Collected data:
(begin)
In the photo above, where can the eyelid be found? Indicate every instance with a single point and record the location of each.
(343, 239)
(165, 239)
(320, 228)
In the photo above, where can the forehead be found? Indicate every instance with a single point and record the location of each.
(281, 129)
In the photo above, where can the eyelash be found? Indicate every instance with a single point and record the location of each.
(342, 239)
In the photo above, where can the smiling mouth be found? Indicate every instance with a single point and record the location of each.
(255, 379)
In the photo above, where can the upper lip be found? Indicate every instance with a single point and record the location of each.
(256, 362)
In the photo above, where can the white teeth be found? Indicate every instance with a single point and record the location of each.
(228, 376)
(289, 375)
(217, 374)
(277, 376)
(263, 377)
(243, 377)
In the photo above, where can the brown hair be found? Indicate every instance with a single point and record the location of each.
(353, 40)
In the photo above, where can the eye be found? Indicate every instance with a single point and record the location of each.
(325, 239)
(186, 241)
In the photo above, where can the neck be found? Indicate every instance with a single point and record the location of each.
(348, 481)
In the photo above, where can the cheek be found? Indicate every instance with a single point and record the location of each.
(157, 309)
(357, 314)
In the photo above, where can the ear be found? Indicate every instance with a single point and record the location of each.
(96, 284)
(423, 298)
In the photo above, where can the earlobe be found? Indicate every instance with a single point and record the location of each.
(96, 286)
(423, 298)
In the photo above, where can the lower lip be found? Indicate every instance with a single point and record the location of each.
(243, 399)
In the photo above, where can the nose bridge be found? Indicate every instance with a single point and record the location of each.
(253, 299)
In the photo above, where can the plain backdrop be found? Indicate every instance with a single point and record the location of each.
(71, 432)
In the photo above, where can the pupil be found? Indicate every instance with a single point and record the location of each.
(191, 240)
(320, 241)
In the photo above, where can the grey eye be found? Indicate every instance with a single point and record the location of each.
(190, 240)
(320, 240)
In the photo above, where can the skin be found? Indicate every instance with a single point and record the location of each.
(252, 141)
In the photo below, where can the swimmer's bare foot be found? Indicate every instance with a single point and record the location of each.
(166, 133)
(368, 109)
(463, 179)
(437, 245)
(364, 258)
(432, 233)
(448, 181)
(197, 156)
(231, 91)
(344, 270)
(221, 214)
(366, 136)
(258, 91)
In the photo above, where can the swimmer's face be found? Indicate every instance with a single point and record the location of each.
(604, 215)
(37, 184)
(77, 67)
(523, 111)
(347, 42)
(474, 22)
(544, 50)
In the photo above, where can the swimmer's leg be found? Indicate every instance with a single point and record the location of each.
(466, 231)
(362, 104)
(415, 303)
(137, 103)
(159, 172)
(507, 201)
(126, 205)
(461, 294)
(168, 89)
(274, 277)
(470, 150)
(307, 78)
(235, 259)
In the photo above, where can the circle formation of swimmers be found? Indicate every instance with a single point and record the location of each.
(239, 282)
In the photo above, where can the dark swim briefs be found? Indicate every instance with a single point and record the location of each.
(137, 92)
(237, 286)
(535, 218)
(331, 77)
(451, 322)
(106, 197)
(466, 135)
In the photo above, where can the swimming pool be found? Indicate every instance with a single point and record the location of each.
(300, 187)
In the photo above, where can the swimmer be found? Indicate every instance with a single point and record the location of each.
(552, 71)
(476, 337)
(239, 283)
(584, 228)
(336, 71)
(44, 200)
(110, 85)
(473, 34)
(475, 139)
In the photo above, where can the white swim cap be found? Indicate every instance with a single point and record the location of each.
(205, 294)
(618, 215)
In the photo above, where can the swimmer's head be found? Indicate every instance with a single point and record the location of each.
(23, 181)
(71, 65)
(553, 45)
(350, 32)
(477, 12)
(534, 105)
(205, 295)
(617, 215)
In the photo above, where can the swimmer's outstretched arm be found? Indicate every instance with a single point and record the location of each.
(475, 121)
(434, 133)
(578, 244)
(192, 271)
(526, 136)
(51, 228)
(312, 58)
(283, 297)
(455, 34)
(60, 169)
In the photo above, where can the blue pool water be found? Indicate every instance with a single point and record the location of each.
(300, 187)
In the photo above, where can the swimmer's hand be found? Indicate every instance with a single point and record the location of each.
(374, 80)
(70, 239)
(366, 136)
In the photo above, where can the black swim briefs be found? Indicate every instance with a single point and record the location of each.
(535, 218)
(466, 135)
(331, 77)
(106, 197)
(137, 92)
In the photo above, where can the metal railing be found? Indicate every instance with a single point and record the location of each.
(end)
Given exercise: Go back to the data above and please quote exactly, and only, the lines from the line with "In the photo above, where can the blue" through its last line.

Solution to this problem:
In the photo above, where can the blue pool water be found? Indicate every instance with a single point and record the location of each.
(300, 187)
In the photo above, where can the swimmer's hand be found? Indicate every instance with a single point and record the location of each.
(374, 80)
(70, 239)
(366, 136)
In the photo above, where can the black swim briefs be found? Indicate every instance with a single point and record the location of each.
(535, 218)
(466, 135)
(331, 77)
(106, 197)
(137, 92)
In the photo above, where can the metal railing be found? Indicate every instance with a single point and record the location of each.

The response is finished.